(The problem) Return each line from the items below that contains the word "bird".

(Dataset records)
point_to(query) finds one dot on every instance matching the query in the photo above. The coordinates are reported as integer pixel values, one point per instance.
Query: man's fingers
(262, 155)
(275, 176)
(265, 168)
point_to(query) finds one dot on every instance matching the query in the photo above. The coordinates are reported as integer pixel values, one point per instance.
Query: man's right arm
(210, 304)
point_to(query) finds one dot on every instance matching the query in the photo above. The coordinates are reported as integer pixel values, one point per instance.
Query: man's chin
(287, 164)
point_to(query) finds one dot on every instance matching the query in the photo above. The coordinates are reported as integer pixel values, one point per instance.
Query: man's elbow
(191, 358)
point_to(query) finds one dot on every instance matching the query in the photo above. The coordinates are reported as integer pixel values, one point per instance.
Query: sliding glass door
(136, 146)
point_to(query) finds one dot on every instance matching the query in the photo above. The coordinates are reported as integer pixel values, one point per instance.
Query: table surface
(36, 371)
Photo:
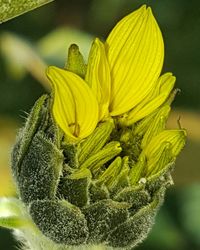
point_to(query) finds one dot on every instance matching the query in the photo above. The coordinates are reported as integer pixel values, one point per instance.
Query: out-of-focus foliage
(42, 37)
(12, 8)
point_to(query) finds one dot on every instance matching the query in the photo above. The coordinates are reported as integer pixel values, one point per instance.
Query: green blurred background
(30, 42)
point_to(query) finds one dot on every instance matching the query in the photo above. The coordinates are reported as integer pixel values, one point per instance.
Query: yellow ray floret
(135, 54)
(157, 96)
(98, 76)
(75, 108)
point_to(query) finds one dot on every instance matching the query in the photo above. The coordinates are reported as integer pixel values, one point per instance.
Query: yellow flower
(122, 78)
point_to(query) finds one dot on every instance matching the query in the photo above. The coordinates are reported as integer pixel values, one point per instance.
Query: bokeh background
(30, 42)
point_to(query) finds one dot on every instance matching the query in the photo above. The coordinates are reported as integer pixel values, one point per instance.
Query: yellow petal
(75, 108)
(135, 53)
(155, 99)
(98, 76)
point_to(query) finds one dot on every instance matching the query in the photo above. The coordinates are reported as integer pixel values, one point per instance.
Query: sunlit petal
(135, 54)
(155, 99)
(98, 76)
(75, 108)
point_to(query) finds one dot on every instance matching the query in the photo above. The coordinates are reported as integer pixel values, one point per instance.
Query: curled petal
(98, 76)
(135, 53)
(75, 108)
(155, 99)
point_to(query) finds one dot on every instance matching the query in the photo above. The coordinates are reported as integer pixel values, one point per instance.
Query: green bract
(94, 159)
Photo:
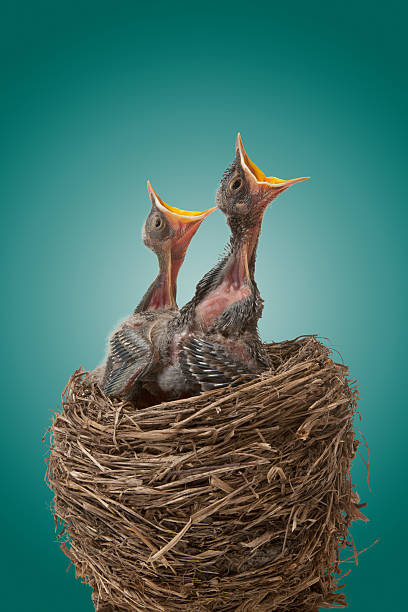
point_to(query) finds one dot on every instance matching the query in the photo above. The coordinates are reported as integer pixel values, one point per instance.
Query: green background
(96, 97)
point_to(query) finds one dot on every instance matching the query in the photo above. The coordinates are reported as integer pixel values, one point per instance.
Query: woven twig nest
(239, 499)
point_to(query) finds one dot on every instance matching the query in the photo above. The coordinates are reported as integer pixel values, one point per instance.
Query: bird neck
(228, 283)
(161, 295)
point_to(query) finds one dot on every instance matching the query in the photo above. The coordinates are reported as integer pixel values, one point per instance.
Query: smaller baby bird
(168, 232)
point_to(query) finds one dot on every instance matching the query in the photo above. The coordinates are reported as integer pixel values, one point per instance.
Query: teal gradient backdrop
(96, 97)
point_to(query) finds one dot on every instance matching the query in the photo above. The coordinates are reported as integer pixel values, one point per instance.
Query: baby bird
(168, 232)
(222, 342)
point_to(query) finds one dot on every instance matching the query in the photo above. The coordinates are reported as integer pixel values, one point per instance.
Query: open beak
(175, 216)
(270, 185)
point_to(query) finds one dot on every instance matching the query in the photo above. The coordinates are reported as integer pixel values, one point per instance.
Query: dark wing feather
(209, 364)
(130, 356)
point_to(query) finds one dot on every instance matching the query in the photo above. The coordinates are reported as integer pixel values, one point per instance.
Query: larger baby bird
(222, 341)
(168, 232)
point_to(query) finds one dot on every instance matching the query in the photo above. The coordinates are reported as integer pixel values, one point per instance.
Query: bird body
(137, 341)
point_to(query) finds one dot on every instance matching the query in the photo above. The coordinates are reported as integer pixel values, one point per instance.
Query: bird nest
(238, 499)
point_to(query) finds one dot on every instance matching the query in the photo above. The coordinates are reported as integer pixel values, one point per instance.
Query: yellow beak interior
(257, 174)
(185, 216)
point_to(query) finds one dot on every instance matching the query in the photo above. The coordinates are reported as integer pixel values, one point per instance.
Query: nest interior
(238, 499)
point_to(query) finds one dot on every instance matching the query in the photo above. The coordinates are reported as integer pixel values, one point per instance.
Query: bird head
(245, 191)
(169, 230)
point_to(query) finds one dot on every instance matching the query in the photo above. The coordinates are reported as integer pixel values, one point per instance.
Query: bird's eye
(158, 222)
(235, 184)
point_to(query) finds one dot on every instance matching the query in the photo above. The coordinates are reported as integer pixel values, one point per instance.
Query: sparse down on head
(245, 191)
(168, 232)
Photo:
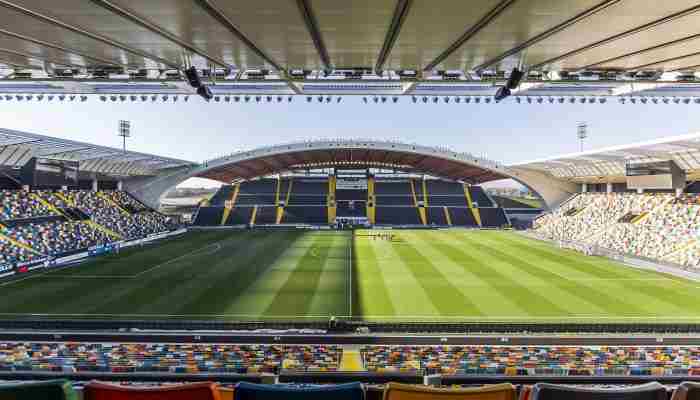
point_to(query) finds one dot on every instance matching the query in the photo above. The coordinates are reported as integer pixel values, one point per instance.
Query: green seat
(58, 389)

(Exercise answer)
Query: bird neck
Query: smaller baby bird
Query: baby bird
Query: larger baby bird
Query: bird body
Query: bird nest
Query: bird head
Query: bird's eye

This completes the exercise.